> [Prompt] Write out exactly the lines from the one containing "sheep face, each" through the last line of the records below, including both.

> [Record list]
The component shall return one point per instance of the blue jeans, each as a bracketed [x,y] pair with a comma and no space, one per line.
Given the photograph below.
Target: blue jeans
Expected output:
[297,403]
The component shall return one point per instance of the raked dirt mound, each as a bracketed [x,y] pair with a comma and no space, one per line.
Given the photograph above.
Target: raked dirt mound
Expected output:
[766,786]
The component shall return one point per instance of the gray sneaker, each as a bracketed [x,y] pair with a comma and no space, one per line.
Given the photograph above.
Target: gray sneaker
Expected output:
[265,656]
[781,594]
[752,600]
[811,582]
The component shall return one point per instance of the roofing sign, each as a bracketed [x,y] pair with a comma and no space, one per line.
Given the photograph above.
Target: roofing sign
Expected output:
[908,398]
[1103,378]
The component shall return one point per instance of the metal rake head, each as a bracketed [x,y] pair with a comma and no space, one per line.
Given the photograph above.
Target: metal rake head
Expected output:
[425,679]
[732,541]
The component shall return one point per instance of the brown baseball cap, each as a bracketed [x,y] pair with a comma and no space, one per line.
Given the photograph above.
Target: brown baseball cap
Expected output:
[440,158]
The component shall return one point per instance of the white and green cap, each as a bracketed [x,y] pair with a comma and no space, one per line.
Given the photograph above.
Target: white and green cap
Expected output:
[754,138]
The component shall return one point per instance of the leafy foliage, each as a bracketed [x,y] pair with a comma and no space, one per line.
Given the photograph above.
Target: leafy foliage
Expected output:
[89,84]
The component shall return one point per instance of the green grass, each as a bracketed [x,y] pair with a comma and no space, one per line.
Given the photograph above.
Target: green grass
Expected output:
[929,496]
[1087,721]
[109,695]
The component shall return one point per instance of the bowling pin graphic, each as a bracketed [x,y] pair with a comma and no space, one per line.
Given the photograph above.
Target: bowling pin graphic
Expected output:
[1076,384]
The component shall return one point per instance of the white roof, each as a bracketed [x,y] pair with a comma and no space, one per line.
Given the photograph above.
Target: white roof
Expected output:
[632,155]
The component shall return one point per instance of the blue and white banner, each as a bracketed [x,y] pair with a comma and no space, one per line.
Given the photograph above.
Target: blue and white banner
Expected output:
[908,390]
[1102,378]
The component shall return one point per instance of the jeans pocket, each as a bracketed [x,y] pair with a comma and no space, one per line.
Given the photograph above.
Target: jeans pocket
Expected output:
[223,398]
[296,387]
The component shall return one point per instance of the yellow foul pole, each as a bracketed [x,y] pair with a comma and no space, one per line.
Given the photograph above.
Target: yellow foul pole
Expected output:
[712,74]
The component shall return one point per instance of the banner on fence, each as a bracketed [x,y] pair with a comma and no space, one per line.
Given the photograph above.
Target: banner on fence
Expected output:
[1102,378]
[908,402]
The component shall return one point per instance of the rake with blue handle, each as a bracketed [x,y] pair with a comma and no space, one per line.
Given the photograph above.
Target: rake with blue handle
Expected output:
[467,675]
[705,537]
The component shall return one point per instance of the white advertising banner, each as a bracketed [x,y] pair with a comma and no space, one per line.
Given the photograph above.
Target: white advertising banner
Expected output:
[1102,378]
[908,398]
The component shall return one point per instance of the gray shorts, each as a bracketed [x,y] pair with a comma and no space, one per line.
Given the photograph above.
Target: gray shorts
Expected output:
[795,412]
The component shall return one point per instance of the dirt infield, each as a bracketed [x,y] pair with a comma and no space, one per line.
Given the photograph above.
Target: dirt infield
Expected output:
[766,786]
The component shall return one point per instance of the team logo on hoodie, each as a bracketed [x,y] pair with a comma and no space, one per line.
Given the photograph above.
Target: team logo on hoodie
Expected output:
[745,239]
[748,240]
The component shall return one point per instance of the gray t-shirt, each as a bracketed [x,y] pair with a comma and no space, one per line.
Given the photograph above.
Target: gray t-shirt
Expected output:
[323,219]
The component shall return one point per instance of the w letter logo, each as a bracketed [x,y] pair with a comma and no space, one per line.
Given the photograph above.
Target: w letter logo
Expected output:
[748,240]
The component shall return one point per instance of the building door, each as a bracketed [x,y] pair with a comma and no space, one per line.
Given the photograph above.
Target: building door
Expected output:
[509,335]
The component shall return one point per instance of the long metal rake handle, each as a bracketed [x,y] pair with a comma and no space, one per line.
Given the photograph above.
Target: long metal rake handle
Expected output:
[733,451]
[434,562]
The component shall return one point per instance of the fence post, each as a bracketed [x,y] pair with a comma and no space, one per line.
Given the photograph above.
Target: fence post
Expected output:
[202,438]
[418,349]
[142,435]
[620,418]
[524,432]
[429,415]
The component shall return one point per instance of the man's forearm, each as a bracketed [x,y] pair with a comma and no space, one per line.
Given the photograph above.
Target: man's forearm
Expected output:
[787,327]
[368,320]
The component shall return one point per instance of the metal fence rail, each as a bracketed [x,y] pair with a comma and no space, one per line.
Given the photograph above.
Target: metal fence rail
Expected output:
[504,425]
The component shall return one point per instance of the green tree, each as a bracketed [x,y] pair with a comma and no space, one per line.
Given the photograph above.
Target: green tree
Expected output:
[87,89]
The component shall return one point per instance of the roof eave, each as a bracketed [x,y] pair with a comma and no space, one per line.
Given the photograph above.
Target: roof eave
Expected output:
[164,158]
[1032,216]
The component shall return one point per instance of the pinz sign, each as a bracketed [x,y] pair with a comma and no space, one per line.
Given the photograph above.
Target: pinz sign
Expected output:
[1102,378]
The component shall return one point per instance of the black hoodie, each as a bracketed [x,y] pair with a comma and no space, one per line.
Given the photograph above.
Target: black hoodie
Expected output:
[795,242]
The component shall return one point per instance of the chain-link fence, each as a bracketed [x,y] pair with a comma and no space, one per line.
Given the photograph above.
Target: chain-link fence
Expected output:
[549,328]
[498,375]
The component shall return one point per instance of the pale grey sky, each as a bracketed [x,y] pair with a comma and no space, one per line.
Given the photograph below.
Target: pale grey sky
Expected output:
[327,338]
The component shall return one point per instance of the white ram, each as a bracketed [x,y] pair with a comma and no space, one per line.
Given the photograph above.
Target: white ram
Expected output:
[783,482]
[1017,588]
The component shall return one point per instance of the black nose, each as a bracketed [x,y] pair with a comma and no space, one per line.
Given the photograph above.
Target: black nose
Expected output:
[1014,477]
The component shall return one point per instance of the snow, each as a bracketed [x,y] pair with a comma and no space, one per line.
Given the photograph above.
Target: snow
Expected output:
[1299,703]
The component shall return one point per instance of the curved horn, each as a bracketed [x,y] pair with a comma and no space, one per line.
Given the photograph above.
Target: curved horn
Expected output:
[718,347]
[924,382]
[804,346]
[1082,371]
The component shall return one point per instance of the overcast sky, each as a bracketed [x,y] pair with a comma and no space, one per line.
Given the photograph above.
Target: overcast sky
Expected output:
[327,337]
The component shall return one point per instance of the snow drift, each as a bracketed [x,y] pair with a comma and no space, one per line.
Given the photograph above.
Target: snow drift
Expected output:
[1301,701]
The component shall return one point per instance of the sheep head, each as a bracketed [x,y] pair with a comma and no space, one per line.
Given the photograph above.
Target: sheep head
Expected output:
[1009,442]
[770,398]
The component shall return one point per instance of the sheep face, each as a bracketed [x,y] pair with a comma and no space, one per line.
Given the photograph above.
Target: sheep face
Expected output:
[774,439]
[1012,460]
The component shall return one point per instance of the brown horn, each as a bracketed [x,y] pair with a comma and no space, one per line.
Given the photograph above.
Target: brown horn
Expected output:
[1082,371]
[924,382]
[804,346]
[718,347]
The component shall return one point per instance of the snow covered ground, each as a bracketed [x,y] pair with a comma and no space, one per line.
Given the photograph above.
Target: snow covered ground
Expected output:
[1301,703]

> [Answer for the task]
The component shall return one point per instance of the sheep face, each as a bracketed [x,y] pair with a comma and no space, one per line.
Given the photograph above.
Target: sheep face
Expected output:
[774,439]
[1012,460]
The component shall return one point per instance of the brown horn, each as a bracketed [x,y] pair with a comma and no space, one per line.
Given the photograph above.
Target: brown horn
Expected output:
[1082,371]
[924,382]
[804,346]
[718,347]
The component shall return one point per instance of the snow covered ground, each as a bracketed [x,y] pair with a comma and no space, one per line.
Given the photograph above.
Target: snow covered ground
Expected output:
[1301,703]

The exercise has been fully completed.